◆ **OBJECTIVE**
Starting with the line that contains "Can you find the standing" and going on through the end of the data, write the lines out again, switching "Target" to "Object" and keeping everything else the same.

◆ **Dataset rows on where objects appear**
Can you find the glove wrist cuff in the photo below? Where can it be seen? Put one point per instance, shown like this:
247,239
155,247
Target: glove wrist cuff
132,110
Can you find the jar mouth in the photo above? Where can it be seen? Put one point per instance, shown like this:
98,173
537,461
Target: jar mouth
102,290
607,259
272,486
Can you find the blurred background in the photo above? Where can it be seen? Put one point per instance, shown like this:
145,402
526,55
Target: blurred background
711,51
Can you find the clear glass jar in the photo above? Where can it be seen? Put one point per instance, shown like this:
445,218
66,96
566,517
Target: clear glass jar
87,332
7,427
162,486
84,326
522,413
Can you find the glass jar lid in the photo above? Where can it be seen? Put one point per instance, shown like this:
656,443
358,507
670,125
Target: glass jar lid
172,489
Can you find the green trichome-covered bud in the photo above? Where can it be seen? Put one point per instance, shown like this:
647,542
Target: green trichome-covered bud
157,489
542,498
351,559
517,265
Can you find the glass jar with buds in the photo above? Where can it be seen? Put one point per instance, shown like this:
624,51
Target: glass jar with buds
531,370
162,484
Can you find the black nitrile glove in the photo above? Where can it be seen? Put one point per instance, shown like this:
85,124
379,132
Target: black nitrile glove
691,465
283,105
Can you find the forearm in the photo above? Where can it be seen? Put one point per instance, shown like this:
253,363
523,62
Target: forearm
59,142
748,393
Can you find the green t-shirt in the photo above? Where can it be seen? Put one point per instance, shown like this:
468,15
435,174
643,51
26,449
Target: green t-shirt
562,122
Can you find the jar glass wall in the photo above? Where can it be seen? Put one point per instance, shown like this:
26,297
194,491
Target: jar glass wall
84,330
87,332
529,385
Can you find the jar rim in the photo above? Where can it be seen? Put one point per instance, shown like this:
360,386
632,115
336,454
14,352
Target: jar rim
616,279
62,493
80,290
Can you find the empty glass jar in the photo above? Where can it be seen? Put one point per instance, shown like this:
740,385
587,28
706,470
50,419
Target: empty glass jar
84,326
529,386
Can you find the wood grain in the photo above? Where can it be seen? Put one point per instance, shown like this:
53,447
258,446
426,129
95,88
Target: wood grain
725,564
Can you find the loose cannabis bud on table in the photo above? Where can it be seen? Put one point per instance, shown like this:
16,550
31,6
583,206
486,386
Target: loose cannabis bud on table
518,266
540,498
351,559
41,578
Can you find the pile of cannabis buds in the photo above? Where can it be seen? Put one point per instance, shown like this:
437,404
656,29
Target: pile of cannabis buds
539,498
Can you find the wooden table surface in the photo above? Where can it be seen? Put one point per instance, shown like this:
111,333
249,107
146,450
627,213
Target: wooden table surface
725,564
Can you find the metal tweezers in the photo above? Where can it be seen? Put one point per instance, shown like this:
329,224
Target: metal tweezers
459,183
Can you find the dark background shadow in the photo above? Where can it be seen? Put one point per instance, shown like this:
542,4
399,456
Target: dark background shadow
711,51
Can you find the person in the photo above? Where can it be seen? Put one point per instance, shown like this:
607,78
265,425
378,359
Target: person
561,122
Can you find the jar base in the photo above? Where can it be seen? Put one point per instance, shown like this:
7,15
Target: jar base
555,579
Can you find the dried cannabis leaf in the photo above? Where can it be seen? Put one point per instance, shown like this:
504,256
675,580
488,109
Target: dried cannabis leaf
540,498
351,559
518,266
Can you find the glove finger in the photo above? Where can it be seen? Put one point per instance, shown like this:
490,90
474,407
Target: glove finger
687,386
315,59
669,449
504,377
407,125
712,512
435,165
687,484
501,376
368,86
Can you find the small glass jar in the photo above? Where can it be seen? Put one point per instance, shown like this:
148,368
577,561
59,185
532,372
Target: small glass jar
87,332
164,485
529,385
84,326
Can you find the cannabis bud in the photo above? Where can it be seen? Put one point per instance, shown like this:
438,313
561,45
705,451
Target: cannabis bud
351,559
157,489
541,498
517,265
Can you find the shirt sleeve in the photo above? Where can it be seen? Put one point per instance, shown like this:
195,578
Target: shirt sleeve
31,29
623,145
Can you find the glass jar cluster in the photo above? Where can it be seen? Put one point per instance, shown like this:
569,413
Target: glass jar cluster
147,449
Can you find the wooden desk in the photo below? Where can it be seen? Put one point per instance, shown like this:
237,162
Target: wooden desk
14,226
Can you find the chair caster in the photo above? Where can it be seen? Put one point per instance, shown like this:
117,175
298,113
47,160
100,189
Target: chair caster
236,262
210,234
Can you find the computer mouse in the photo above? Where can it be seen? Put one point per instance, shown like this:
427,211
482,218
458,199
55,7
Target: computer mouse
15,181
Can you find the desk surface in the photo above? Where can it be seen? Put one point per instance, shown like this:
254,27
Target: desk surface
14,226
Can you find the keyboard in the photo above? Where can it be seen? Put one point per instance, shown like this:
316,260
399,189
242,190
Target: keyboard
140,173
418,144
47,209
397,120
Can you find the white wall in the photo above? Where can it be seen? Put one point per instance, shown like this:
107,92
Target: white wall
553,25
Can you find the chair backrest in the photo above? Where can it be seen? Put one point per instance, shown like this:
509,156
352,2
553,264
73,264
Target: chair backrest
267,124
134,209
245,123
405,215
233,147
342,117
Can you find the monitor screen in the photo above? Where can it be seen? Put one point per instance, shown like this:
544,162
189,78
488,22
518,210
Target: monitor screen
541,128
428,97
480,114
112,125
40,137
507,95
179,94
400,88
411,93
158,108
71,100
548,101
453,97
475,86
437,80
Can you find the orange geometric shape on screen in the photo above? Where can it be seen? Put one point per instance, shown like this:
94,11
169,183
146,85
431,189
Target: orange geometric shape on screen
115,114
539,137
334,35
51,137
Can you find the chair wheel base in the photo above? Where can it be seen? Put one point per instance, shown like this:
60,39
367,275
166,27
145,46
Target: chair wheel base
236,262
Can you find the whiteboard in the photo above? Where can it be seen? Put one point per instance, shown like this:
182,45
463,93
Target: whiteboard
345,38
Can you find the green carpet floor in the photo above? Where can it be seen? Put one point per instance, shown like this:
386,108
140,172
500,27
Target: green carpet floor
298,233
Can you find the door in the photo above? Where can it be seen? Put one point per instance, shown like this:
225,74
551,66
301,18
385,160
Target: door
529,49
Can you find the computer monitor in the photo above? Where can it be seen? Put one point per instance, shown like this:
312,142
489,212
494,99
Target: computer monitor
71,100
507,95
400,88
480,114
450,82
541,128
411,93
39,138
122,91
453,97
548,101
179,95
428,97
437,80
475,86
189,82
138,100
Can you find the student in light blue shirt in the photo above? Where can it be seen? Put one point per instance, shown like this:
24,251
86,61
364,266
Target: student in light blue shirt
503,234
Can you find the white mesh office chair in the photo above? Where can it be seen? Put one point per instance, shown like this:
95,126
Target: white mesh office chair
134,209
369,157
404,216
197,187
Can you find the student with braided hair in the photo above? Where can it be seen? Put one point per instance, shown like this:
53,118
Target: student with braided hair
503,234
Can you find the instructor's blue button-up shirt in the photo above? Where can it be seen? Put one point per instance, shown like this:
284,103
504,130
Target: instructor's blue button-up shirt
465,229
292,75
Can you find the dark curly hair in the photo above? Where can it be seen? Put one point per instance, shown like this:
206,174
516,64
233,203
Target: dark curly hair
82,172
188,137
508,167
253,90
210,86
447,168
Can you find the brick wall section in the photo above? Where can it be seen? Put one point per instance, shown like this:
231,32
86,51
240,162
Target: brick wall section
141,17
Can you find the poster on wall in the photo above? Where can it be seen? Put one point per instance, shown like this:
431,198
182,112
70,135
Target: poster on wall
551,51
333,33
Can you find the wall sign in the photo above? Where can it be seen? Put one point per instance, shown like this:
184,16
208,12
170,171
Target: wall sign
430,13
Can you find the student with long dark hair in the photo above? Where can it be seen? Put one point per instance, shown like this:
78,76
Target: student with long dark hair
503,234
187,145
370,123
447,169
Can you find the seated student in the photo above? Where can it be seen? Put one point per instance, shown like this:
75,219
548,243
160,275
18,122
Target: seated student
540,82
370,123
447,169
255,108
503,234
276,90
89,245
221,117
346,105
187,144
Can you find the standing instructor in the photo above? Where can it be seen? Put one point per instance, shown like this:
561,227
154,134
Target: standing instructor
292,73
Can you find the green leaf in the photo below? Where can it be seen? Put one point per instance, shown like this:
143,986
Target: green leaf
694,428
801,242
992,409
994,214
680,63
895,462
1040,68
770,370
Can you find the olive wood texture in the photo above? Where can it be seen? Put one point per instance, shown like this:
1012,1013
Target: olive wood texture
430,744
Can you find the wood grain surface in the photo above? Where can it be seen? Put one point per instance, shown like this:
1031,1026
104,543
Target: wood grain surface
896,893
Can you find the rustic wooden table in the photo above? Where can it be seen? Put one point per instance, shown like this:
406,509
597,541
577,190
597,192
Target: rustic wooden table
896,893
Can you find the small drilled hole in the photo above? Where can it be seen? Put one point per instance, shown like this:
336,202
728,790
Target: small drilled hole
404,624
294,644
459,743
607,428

◆ **THE SOLUTION**
Can you find the standing instructor in the photo above? Where can it be seen? Put one point per instance, shown like this:
561,227
154,134
Object: standing instructor
292,73
Can you find the green leaf in the photo below? Where can it be seen? Put one point per instance, shown like this:
143,986
Object: green leaf
694,428
801,242
992,409
994,214
680,63
895,462
1040,68
770,370
Can you find the olive wood texture in the photo above? Where can it be seen? Put one point per instance, shown like this:
1012,1013
Object: olive wood texture
430,744
Can you find the wood grain surface in the photo above? Where can it be seen? Put one point per instance, shown like this:
1031,1026
104,543
Object: wood grain surface
896,893
Can you find the rustic wooden table in the photo above? Where can it be seen? Put one point per instance, shown like this:
406,509
597,541
577,190
597,192
Object: rustic wooden table
896,893
Can you find the small drilled hole in the photo above? Where can it be seen? Put one point per instance, shown like this:
336,202
728,790
Object: small drilled hole
404,624
294,644
459,743
607,428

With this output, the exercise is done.